***** INFORMATION SHOWN

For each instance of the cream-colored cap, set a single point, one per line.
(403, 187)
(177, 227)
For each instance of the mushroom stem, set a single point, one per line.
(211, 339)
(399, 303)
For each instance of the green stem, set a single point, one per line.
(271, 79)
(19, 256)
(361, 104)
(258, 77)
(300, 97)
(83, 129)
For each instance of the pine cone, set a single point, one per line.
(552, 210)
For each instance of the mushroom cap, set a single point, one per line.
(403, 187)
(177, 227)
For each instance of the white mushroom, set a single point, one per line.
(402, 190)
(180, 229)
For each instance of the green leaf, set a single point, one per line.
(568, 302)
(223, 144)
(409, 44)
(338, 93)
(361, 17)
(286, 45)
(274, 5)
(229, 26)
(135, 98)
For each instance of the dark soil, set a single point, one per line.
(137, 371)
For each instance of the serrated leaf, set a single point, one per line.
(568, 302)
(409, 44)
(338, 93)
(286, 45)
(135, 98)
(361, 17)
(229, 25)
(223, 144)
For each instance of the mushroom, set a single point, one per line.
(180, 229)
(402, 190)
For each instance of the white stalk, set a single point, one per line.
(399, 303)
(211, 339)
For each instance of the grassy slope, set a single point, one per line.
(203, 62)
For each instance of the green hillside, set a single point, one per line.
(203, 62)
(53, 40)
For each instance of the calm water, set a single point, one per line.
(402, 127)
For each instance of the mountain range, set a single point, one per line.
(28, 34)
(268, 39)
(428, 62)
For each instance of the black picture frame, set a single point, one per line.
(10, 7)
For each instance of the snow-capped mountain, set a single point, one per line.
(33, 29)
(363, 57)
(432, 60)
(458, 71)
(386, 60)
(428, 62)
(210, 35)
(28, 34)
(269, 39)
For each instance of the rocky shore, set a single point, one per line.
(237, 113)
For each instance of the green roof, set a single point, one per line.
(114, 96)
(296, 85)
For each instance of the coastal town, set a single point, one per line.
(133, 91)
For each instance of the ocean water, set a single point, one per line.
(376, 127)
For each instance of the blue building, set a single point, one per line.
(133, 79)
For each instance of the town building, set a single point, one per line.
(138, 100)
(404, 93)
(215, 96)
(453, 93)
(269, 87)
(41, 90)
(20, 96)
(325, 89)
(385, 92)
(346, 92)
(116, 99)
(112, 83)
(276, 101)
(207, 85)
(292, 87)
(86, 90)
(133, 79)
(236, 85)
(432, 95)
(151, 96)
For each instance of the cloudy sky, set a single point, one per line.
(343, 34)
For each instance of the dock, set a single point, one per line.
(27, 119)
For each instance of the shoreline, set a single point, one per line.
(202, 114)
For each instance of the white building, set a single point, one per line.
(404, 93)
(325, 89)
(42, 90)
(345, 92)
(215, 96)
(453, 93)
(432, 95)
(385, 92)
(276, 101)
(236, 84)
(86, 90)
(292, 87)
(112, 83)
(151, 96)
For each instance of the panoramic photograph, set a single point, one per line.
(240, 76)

**********

YOUR OBJECTIVE – Exactly reproduce all of the entries.

WORKED SOLUTION –
For each instance of the cream-colored cap, set a single point, one per line.
(403, 187)
(177, 227)
For each instance of the mushroom stem, set a single point, one per line.
(211, 339)
(399, 303)
For each instance of the green stem, set a single point, one per line.
(271, 79)
(19, 256)
(361, 104)
(258, 77)
(300, 97)
(83, 129)
For each instance of the pine cone, set a single point, one per line.
(552, 210)
For each instance of the mushroom cap, set a single point, one per line.
(403, 187)
(177, 227)
For each instance of the white mushroom, set a single point, one per line.
(402, 190)
(180, 229)
For each instance of the green leaf, set a single point, one per line.
(568, 302)
(223, 144)
(409, 44)
(338, 93)
(361, 17)
(286, 45)
(274, 5)
(229, 26)
(135, 98)
For each instance of the dark soil, set a single point, one per line.
(137, 371)
For each instance of the serrated leaf, set a single point, one per line.
(568, 302)
(409, 44)
(338, 93)
(286, 45)
(135, 98)
(361, 17)
(229, 25)
(223, 144)
For each instance of the mushroom, set a single point, one per line.
(180, 229)
(402, 190)
For each instance of the white stalk, set a single point, one per line.
(399, 303)
(211, 339)
For each instance of the grassy slope, set a single point, one per line.
(203, 62)
For each instance of the green hillside, set a single point, one per line.
(203, 62)
(53, 40)
For each instance of the calm water, set a single point, one per line.
(402, 127)
For each instance of the mountain range, set a single point, one per line.
(28, 34)
(268, 39)
(428, 62)
For each instance of the black picture frame, set a single point, one per line.
(10, 7)
For each instance of the snow-capped mountain, set a single point, one per line.
(33, 29)
(363, 57)
(432, 60)
(458, 71)
(386, 60)
(428, 62)
(210, 35)
(28, 34)
(269, 39)
For each instance of the rocky shore, set a single point, one per line.
(237, 113)
For each instance of the green roof, set a single point, one per line.
(114, 96)
(296, 85)
For each instance of the coastal town, set a single point, one per line.
(133, 91)
For each instance of the ocean water, set a single point, one per line.
(376, 127)
For each instance of the blue building, set a single point, one per line.
(133, 79)
For each instance of the town building, set a single point, one per line.
(138, 100)
(404, 93)
(215, 96)
(453, 93)
(269, 87)
(41, 90)
(20, 96)
(325, 89)
(385, 92)
(346, 92)
(116, 99)
(112, 83)
(276, 101)
(207, 85)
(292, 87)
(86, 90)
(133, 79)
(236, 85)
(432, 95)
(151, 96)
For each instance of the cloudy sky, set a single point, one per line.
(343, 34)
For each instance of the dock, set a single point, one per line.
(27, 119)
For each instance of the shoreline, set a single point, one per line.
(202, 114)
For each instance of the white building, set a single point, one per line.
(404, 93)
(325, 89)
(42, 90)
(345, 92)
(215, 96)
(453, 93)
(432, 95)
(385, 92)
(276, 101)
(236, 84)
(86, 90)
(292, 87)
(112, 83)
(151, 96)
For each instance of the panoramic photograph, set a single point, one per line.
(240, 76)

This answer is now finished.